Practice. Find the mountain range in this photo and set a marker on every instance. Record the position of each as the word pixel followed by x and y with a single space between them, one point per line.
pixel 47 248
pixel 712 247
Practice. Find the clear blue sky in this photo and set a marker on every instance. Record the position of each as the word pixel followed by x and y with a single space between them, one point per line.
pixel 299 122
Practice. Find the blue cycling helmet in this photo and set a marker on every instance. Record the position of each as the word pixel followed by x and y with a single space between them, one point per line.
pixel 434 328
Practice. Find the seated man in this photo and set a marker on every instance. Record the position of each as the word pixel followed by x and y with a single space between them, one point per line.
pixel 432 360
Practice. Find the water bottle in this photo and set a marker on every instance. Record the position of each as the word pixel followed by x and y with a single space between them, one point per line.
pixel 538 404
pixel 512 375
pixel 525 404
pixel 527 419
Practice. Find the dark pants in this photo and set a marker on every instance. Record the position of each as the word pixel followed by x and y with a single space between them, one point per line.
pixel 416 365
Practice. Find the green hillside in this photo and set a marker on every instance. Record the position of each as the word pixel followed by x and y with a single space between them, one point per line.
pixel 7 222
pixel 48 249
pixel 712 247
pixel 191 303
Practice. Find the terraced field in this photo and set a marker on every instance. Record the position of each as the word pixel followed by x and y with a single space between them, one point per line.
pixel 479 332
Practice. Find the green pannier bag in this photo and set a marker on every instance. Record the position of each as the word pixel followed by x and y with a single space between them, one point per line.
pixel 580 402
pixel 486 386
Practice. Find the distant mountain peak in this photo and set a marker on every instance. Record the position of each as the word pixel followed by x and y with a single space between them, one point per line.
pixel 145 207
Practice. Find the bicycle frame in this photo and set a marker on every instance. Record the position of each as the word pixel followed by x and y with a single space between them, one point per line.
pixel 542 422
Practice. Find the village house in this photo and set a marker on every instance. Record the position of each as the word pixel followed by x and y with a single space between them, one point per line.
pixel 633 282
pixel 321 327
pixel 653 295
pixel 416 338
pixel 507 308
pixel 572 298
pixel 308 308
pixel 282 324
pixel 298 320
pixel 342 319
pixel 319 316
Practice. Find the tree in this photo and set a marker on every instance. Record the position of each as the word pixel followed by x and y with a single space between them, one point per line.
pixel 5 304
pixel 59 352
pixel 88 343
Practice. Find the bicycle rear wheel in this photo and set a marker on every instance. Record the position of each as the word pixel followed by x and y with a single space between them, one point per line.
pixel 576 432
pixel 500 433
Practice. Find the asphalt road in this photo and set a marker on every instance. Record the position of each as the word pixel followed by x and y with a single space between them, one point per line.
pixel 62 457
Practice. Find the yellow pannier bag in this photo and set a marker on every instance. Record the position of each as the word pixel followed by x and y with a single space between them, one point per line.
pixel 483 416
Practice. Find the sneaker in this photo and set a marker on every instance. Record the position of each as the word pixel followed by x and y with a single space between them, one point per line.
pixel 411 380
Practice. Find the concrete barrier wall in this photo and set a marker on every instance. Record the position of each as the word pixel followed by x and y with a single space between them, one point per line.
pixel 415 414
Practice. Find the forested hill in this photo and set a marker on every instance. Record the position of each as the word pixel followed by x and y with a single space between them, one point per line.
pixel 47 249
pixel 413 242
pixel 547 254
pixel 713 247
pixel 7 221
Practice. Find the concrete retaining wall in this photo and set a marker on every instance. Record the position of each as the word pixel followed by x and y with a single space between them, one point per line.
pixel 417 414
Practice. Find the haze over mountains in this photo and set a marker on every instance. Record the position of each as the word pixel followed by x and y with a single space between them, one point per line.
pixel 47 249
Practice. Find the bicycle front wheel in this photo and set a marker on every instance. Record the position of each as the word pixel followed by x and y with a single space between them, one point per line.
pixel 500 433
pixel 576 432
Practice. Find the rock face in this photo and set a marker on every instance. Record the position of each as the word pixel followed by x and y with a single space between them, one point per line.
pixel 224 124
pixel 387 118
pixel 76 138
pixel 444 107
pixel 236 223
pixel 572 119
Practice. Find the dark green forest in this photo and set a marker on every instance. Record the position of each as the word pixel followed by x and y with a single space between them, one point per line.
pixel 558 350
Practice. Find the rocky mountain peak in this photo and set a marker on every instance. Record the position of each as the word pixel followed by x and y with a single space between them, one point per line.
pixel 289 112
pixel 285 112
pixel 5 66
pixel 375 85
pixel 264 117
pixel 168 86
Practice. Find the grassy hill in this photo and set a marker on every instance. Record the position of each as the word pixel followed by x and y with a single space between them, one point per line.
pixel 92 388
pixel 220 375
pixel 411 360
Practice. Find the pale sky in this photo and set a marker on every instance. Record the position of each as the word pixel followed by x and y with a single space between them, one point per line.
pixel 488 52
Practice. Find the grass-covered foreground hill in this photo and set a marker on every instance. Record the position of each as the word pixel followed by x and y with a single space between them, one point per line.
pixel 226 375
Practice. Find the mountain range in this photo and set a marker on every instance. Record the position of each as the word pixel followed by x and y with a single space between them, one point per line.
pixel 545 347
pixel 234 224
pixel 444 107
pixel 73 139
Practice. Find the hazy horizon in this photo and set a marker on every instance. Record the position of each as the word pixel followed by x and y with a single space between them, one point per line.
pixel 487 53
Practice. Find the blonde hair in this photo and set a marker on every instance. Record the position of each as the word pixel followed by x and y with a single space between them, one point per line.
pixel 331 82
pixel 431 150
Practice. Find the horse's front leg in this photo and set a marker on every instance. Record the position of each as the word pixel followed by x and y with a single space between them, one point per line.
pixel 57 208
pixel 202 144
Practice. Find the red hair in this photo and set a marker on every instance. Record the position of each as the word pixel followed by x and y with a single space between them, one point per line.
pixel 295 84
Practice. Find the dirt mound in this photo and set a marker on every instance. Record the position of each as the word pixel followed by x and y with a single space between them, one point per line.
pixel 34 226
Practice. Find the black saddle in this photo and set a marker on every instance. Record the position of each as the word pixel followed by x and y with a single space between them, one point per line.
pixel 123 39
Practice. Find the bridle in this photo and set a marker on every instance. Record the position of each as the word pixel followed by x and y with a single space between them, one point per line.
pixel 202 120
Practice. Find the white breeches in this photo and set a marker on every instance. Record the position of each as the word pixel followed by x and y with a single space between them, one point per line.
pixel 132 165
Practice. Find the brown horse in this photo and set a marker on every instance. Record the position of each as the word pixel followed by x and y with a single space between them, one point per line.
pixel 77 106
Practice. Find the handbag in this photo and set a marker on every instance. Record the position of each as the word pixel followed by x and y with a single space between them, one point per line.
══════
**Do this:** Render the data above, from the line containing "Practice. Find the black" through the line containing "pixel 202 120", inclusive, as a Markdown table with the columns Row and Text. Number each row and leave out blank lines.

**Exercise answer:**
| Row | Text |
|---|---|
| 1 | Practice. Find the black saddle in this photo and set a marker on every instance. Record the position of each as the word pixel followed by x and y with a single space between them, one point per line. |
| 2 | pixel 123 39 |
| 3 | Practice. Find the bridle in this photo and set a marker on every instance. Record the position of each as the word pixel followed by x and y with a single space between them, one point per line. |
| 4 | pixel 202 120 |